▶ **GIVEN TASK**
Rewrite the rows starting at the first one and ending at the line containing "[1058,332,1265,459]", changing "trousers" to "pants" and keeping everything else the same.
━━ SOURCE MATERIAL
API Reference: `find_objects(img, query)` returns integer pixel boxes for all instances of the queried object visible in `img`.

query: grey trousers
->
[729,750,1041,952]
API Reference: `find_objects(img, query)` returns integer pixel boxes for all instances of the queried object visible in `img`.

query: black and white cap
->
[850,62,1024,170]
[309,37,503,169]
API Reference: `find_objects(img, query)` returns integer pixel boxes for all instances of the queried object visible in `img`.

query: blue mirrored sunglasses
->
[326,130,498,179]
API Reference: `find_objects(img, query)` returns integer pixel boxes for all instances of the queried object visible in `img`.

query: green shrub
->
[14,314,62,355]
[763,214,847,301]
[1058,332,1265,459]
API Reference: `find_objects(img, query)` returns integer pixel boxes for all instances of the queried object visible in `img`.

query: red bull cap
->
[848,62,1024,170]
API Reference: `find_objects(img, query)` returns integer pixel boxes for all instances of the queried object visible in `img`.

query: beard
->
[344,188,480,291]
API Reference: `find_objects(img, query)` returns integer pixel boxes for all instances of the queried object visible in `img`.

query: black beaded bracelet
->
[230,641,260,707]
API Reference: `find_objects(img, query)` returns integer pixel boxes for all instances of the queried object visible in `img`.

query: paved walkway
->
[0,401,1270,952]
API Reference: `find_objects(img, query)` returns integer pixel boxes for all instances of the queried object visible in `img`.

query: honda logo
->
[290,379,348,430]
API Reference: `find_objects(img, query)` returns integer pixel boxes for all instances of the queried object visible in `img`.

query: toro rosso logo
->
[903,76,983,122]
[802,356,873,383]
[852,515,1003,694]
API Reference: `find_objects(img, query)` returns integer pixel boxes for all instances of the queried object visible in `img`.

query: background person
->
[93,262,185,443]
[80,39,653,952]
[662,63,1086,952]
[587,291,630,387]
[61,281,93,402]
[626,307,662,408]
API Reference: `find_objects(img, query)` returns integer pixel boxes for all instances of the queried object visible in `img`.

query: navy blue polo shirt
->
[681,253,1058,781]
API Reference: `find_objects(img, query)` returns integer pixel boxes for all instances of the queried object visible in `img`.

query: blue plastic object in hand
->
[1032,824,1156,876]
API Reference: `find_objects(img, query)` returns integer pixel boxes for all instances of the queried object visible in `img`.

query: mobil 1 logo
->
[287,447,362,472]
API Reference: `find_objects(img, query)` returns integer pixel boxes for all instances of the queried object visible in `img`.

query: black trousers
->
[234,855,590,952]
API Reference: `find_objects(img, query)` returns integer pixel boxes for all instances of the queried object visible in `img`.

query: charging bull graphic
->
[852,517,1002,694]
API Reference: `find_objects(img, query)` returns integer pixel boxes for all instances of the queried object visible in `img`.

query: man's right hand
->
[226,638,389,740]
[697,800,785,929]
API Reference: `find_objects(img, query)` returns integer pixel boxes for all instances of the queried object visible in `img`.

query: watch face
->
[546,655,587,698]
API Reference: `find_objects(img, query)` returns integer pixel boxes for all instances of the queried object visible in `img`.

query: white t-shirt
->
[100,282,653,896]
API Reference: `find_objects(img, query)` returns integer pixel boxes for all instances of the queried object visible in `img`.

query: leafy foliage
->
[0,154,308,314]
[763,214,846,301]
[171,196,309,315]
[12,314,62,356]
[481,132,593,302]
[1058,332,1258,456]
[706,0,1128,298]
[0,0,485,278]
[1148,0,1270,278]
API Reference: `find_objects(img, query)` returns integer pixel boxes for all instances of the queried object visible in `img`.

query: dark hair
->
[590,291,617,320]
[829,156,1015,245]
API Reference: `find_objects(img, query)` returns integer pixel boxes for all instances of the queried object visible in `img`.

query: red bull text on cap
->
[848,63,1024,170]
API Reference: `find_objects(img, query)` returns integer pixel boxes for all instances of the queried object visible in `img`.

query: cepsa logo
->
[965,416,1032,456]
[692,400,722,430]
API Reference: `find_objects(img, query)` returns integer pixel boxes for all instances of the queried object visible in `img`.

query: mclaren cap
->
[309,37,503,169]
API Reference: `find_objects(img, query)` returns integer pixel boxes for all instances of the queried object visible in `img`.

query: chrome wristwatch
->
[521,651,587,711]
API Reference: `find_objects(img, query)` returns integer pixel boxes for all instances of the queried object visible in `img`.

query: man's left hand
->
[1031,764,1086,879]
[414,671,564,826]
━━━━
▶ **SOLUTION TO THE EXERCISE**
API Reference: `find_objects(img, query)` returns integer pixel boxes for all instances of the queried object visible in `img`.

query: grey pants
->
[729,750,1041,952]
API Reference: `find_objects(img, query)` returns integer pixel boxes for all instances of the queried object visible in `img`.

query: black and white cap
->
[850,62,1024,170]
[309,37,503,169]
API Reference: `find_objects(img, query)` returns integer pixel boxes for all instances of the queried object visible in `img`.

query: blue mirrored sunglasses
->
[326,130,498,179]
API Reference: `find_objects(img, query)` returns integer pixel boxes for all instances of the queried object visible in `img`.

query: green shrub
->
[14,314,62,355]
[763,214,847,301]
[1058,332,1265,459]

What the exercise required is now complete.